■ ARBEITSAUFTRAG 1
Schreiben Sie sämtliche Fragesätze aus dem Text über Adipositas heraus.
■ ARBEITSAUFTRAG 2
Greifen Sie den Text über Adipositas auf und schreiben Sie ihn im Anschluss an seinen letzten Satz weiter.

■ TEXTAUSZUG
================
Karina Haufe • Aug. 17, 2021
Wenn Sie sich im Laufe Ihres Lebens schon einmal mit Ernährung oder Fitness jeglicher Form auseinandergesetzt haben, ist Ihnen der Begriff Adipositas bestimmt nicht mehr fremd. Kurz zusammengefasst gilt: Ab einem BMI (engl. Für „Body-Mass-Index“) von über 25 spricht man von Übergewicht. Der Wert 30 hingegen klassifiziert die Fettleibigkeit. Hierbei unterscheidet man die primäre Adipositas, deren Ursachen meist Bewegungsmangel und eine höhere Kalorienaufnahme als der Verbrauch sind und die sekundäre Adipositas. Diese Form ist durch ein hormonelles Problem bzw. eine Krankheit wie bspw. eine Schilddrüsenunterfunktion verursacht. Doch welchen Einfluss hat eigentlich unsere Psyche auf unser Körpergewicht und kann sich dieses auch ganz ohne körperliche Ursachen entwickeln?

Wie sich unsere Kindheit auf unser Gewicht und unseren Lebensstil auswirkt

Nicht ohne Grund sagt man, dass die Erfahrungen im Kindesalter prägend sind. Wenn es um unseren gegenwärtigen Körperzustand geht, lässt sich Einiges auf die Kindheit und die Erziehung zurückführen. Wie ist man aufgewachsen? Welche Essenskultur pflegten die Eltern? Wenn Sie sich von Geburt an oft von konservierten, nährstoffarmen Lebensmitteln ernährt haben und wenig bis gar keine Bewegung an den Tag legten, könnte dies die Ursache für einen langsameren Stoffwechsel sein. Generell sind es viele Faktoren, die in dieses Milieu hineinspielen, jedoch kann schlussendlich jeder für sich selbst entscheiden, wie er seinen späteren Lebensstil fortsetzt.
================
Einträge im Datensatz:

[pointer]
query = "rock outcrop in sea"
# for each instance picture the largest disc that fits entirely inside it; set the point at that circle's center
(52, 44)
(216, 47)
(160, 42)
================
■ LÖSUNG 1
1. Doch welchen Einfluss hat eigentlich unsere Psyche auf unser Körpergewicht und kann sich dieses auch ganz ohne körperliche Ursachen entwickeln?
2. Wie ist man aufgewachsen?
3. Welche Essenskultur pflegten die Eltern?

■ LÖSUNG 2
Essen und Psyche – die emotionalen Hintergründe und die Bedeutung frühkindlicher Bindung für unser Essverhalten 

Oft hört man, dass es Wechselwirkungen zwischen der Psyche und Ernährung gibt. Doch die Hintergründe dazu - warum das so ist, woher das kommt - werden oft nicht beleuchtet. Denn das Essverhalten ist eine starke innere Prägung und lässt sich ganz einfach erklären. Schon als Embryo wird man von der Mutter über die Nabelschnur ernährt. Das heißt, entwicklungsgeschichtlich wird die Ernährung von der Mutter geprägt. Nach der Geburt sind wir weiterhin auf die Nahrung der Mutter angewiesen, die uns dann über ihre Brust in Form von Muttermilch zuführen. Ernährung hat also nicht nur die biologischen Komponenten, sondern ist auch immer an Zuneigung und Beziehung gekoppelt. Dabei kommt es zur körperlichen Sättigung sowie zu ersten Erfahrungen der Lust und sozialen Bindung. Somit ist anzunehmen, dass diese ersten Erfahrungen später die Ernährung beeinflussen und langfristig prägen.

 

Sättigungsmechanismen beim Säugling sind häufig eine Mischung aus Nahrungsaufnahme und der Nähe zur Mutter. Denn das erste Bedürfnis des Säuglings nach der Geburt ist die Befriedigung des Hungers an der Brust der Mutter. Das ist ein komplexes Geschehen. Das heißt, Sättigung ist nicht nur von der Magenfüllung abhängig, sondern auch davon, dass eine Befriedigung erfolgt ist.

 

Essen ist also immer stark an Emotionen gekoppelt. Das sieht man beispielsweise an psychischen Erkrankungen wie Depression oder Angsterkrankungen, die mit Appetitlosigkeit oder Appetitssteigerung einhergehen können.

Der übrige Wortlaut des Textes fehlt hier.